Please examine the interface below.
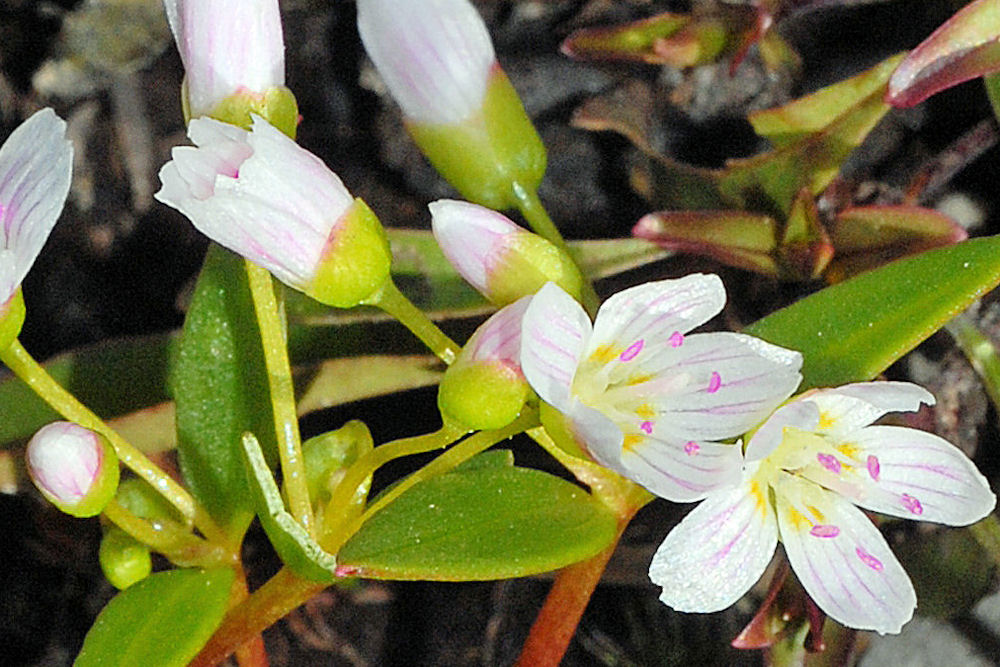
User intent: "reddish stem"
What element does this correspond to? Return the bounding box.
[188,568,327,667]
[514,536,627,667]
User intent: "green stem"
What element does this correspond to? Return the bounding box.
[0,339,227,544]
[322,409,538,553]
[246,260,316,537]
[320,425,465,544]
[102,500,232,567]
[513,181,601,317]
[365,280,461,365]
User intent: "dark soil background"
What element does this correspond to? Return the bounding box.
[0,0,1000,666]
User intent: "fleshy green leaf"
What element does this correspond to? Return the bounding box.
[73,569,234,667]
[746,236,1000,389]
[886,0,1000,107]
[243,433,337,582]
[337,465,616,581]
[169,244,276,535]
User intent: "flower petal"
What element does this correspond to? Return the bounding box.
[746,393,819,461]
[358,0,496,124]
[621,436,743,503]
[587,273,726,363]
[0,108,73,305]
[634,333,802,442]
[804,382,934,438]
[848,426,996,526]
[775,480,917,634]
[521,283,591,412]
[649,483,778,612]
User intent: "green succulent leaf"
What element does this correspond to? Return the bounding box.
[745,236,1000,389]
[337,457,617,581]
[169,244,276,536]
[73,569,235,667]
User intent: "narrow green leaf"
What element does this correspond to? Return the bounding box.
[169,244,276,535]
[243,433,337,582]
[337,465,617,581]
[747,55,903,147]
[746,236,1000,389]
[73,569,234,667]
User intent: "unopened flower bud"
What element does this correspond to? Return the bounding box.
[438,296,531,431]
[163,0,298,136]
[155,116,392,308]
[25,422,118,517]
[97,526,153,590]
[358,0,546,209]
[429,199,583,305]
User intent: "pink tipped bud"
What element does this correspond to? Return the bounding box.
[438,296,531,430]
[25,422,118,517]
[358,0,496,124]
[163,0,285,118]
[155,116,392,307]
[429,199,583,305]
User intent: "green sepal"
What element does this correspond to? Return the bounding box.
[181,81,299,139]
[73,568,235,667]
[406,67,546,209]
[305,199,392,308]
[168,244,277,537]
[337,459,618,581]
[438,356,531,431]
[97,526,153,591]
[242,433,337,583]
[0,287,25,350]
[486,231,584,306]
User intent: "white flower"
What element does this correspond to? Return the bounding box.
[0,109,73,308]
[163,0,285,118]
[521,274,802,502]
[649,382,996,633]
[155,115,391,306]
[358,0,496,124]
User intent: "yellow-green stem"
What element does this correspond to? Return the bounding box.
[320,424,465,544]
[246,260,316,537]
[365,280,461,365]
[322,409,538,553]
[0,340,227,544]
[102,500,239,567]
[513,182,601,317]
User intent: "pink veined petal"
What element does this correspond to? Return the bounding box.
[621,436,743,503]
[806,382,934,438]
[0,108,73,304]
[358,0,496,124]
[427,199,525,294]
[565,398,629,475]
[462,296,532,367]
[649,482,778,612]
[849,426,996,526]
[746,392,819,461]
[635,333,802,441]
[587,273,726,364]
[776,481,917,634]
[521,283,591,412]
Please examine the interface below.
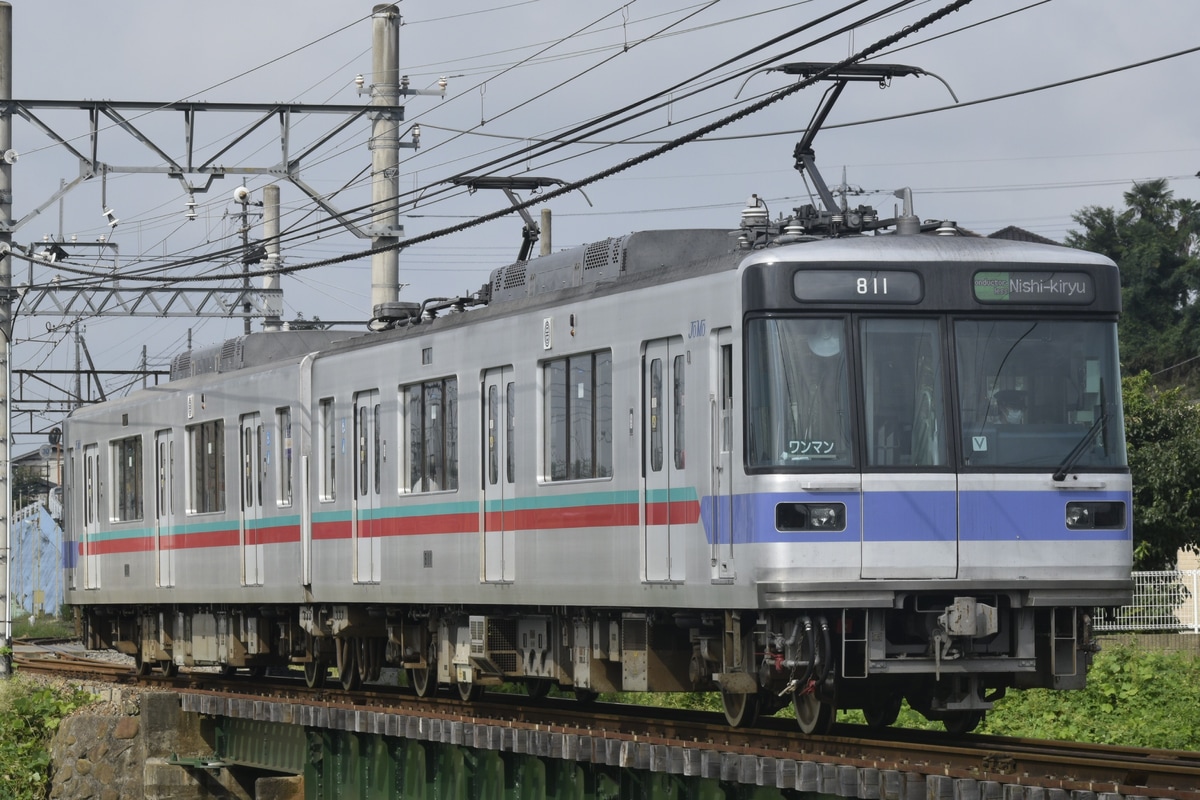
===
Given instruction: Could you change "reddish stem" to "red stem" in the lines from the first one up to and including the line with "[514,536,627,667]", keeping everything else the same and leaving out the picture?

Written response:
Please examine the interface below.
User intent: "red stem"
What element does this correspond to? Return the bounding box.
[188,568,327,667]
[514,536,627,667]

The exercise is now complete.